- _Exercise description_:
Reproduce every item below word for word, leaving out the pictures.

___ Entries ___

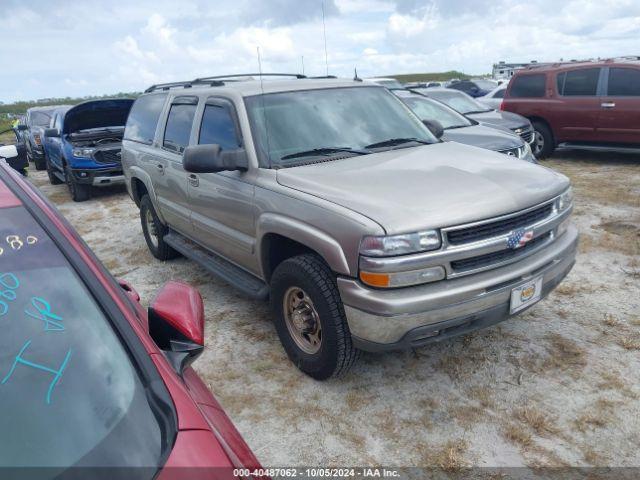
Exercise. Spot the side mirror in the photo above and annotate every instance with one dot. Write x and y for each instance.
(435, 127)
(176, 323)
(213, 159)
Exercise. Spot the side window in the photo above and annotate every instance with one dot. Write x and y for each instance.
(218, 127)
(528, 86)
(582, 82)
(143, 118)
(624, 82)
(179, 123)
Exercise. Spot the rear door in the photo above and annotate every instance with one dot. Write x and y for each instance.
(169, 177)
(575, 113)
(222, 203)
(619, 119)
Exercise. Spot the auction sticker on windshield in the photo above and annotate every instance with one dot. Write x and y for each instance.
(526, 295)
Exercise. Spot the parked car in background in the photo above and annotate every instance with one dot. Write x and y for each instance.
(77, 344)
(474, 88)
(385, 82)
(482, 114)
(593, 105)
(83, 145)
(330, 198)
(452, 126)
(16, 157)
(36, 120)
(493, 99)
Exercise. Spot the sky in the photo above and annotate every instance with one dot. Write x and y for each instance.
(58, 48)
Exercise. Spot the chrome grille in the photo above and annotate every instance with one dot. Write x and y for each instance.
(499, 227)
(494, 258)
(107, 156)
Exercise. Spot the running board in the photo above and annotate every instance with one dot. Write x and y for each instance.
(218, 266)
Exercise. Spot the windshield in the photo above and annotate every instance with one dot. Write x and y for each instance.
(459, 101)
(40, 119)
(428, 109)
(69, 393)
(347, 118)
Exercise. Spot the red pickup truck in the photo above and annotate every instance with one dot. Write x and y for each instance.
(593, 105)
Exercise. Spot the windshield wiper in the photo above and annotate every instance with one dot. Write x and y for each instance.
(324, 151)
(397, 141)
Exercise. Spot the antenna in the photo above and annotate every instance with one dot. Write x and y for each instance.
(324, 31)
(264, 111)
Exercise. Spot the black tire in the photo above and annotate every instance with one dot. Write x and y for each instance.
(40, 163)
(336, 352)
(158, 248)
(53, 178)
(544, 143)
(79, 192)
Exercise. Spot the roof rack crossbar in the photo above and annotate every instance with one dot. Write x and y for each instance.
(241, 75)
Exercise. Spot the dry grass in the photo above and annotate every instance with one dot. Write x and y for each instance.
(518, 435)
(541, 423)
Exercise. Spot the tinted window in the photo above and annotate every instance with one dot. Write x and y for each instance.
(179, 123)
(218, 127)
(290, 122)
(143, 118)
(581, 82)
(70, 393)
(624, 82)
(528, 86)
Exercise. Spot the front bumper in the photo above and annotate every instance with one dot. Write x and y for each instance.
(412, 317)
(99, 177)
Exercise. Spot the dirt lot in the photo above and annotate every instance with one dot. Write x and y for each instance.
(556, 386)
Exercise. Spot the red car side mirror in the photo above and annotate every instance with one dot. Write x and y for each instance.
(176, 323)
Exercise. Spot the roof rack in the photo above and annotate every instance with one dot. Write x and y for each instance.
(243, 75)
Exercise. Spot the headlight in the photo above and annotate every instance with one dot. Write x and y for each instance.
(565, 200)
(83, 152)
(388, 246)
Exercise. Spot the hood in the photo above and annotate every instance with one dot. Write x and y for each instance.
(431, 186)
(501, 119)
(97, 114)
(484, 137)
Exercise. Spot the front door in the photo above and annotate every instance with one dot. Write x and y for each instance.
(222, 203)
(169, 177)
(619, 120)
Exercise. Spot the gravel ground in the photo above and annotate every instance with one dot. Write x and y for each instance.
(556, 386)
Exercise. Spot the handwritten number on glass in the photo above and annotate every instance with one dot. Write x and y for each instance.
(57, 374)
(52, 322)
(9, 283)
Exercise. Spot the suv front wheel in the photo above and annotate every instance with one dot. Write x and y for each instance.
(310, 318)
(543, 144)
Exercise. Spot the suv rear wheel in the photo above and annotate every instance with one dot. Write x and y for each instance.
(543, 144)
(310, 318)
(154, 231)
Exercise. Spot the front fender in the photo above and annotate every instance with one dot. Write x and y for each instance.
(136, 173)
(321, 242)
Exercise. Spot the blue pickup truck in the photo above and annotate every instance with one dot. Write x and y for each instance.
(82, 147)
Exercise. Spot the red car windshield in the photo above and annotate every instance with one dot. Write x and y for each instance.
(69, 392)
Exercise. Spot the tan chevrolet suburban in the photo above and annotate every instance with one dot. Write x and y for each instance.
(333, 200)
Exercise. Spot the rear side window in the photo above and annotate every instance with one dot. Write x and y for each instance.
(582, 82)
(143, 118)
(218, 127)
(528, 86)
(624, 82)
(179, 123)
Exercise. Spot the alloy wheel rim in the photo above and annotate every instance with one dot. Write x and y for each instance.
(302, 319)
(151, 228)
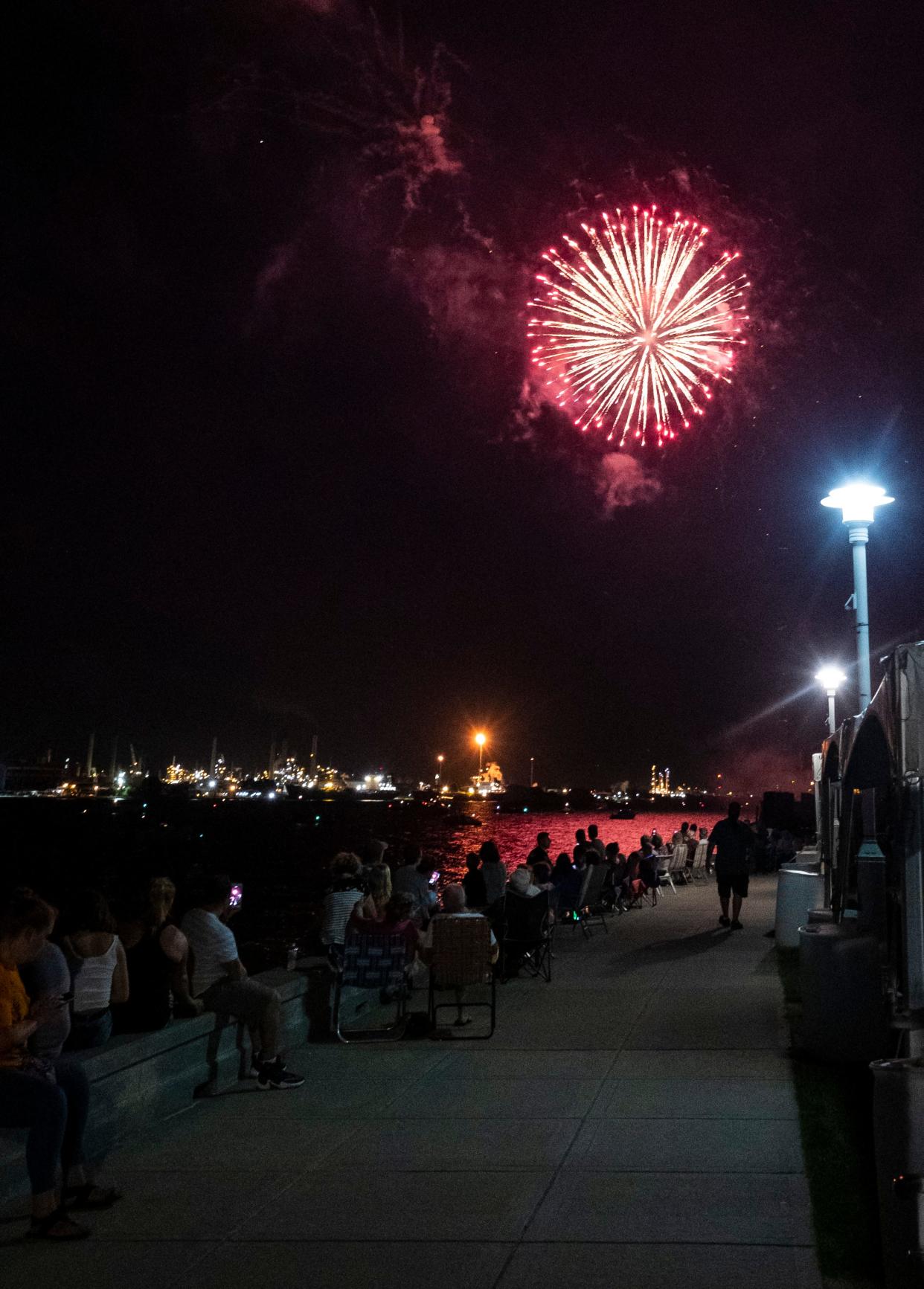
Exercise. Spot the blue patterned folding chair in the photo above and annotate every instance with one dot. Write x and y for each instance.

___

- _Task result_:
Exercise. Spot the side mirror in the photo above and annotate every instance with one dot. Write x and y for each instance.
(435, 127)
(176, 323)
(213, 159)
Exercise. Spot the side window in the photo above and annotate every instance with one dot. Write x and y for each instance.
(218, 127)
(528, 86)
(582, 82)
(143, 118)
(624, 82)
(179, 123)
Exercise. Spot the rear door in the photo above and annotate every instance with one dot. Write x and y for each instance.
(169, 177)
(575, 113)
(222, 203)
(619, 119)
Exercise. Spot the auction sticker on windshield in the photo above and annotate every instance with one dot. Write x and y for each instance.
(526, 295)
Exercise. Spot the parked car in background in the photo above and annotate every instance with one dot. Write x and y for each instance.
(77, 344)
(474, 88)
(385, 82)
(482, 114)
(593, 105)
(83, 145)
(330, 198)
(452, 126)
(16, 157)
(36, 120)
(493, 99)
Exercise. Spot the sky in the photo above and annotate every instance with one dot. Write x and y for each instance.
(58, 48)
Exercise. Spot the chrome grille in the photo above and annotate every instance with one dot. Write x and y for each instance.
(499, 227)
(494, 258)
(107, 156)
Exercise. Spot the running board in the photo above and annotate every instance with one dot. Write x and y for each instance.
(218, 266)
Exercise. Spot the windshield in the photo above and annotate every instance with one dot. Write x and y for each instance.
(459, 101)
(40, 119)
(428, 109)
(69, 393)
(347, 118)
Exercise. Spot the red pickup truck in the photo above and annotate every instance with one dot. Write x and y for each instance.
(593, 105)
Exercise. Spot the windshield wiper in the photo above and annotate every instance with one dot. Write x and y for each instance.
(324, 151)
(397, 141)
Exercise. Spot the antenna in the photo above and annotate every instance with one dot. Write x and y for each instance.
(324, 31)
(264, 111)
Exercise. Spot the black tire in the photo above and annotate every instance with one dot. Write x and y for each instance.
(40, 163)
(336, 352)
(158, 248)
(53, 178)
(544, 143)
(79, 192)
Exercise. Spot the roof rack crossbar in the photo above and annotate every instance with one dot. Write x and y for each instance.
(241, 75)
Exercise. Spot the dry grass in the photo above and annotate every instance with one dot. Write x and y for each instance.
(518, 435)
(541, 423)
Exercise. Spot the tinted window in the photo above and annotate every instance with one dot. Write x and y for each instance.
(179, 123)
(218, 127)
(290, 122)
(143, 118)
(581, 82)
(70, 393)
(624, 82)
(528, 86)
Exercise. Spot the front bumper in the photo above and annotate every instance with one dot. Write x and y for each instance.
(412, 317)
(99, 177)
Exercise. Spot the dirt lot in the photo above and annotate every instance with one dot. Write x and y for each instance.
(556, 386)
Exercise. Spot the red car side mirror in the photo above and annotate every instance with one dot. Write x and y for each instance.
(176, 323)
Exercise. Spot the roof rack in the photo above and annotate every instance with one dot. Write x and y for each instance.
(243, 75)
Exercise. Spot the headlight in the photo above and annotate every instance with one dot. Write x and y for each instance.
(565, 200)
(83, 152)
(388, 246)
Exercise. Spot the hood in the photo above and annotate every instance with one dot. Write x and y for each instance.
(431, 186)
(501, 119)
(97, 114)
(484, 137)
Exercise. Spot the front door in the photo above and annotate every instance with one dot. Write x and y for each instance.
(222, 203)
(169, 177)
(619, 120)
Exercise. Spot the gravel ground in the photo above and annotate every instance with one dot. Write x and y for each instance.
(556, 386)
Exercise. Spot the handwritten number on glass in the photo above and annotate every instance with one dot. Write x and y for each instance.
(57, 374)
(52, 322)
(9, 283)
Exercise. Spot the suv front wheel in the photo above and annotate every instance with one dot. Write x and y for each instance.
(310, 318)
(543, 144)
Exercise. Spot the suv rear wheel in the photo above and annotate every instance with one dot. Write x and y for each instance.
(543, 144)
(310, 318)
(154, 231)
Exercise. Spot the front fender in the photo above and annotate every instance with one dot. Write x and y for each instance.
(136, 173)
(321, 242)
Exercise. Spot the blue pickup truck in the photo above and annotate every instance with one dot. Write x and y for each instance.
(82, 147)
Exercise. Spot the red car windshield in the photo above and annotate every instance with one dot. Write x and y for each instance.
(69, 392)
Exercise. Spot the tan chevrolet suburban in the photo above and annotate every instance with one dot. Write x and y for each instance.
(333, 200)
Exercise. Spot the rear side window in the photo above and annotate every instance with one dot. Write x and y for each instance.
(582, 82)
(143, 118)
(218, 127)
(528, 86)
(624, 82)
(179, 123)
Exercise. Spot the alloy wheel rim in the photo above and annotate every instance with one dot. Write x and y for each instance.
(302, 319)
(151, 228)
Exercise. Spot the blue patterned folding chair in the photo above and annotate every instance with one dot. Write x and y for each instance.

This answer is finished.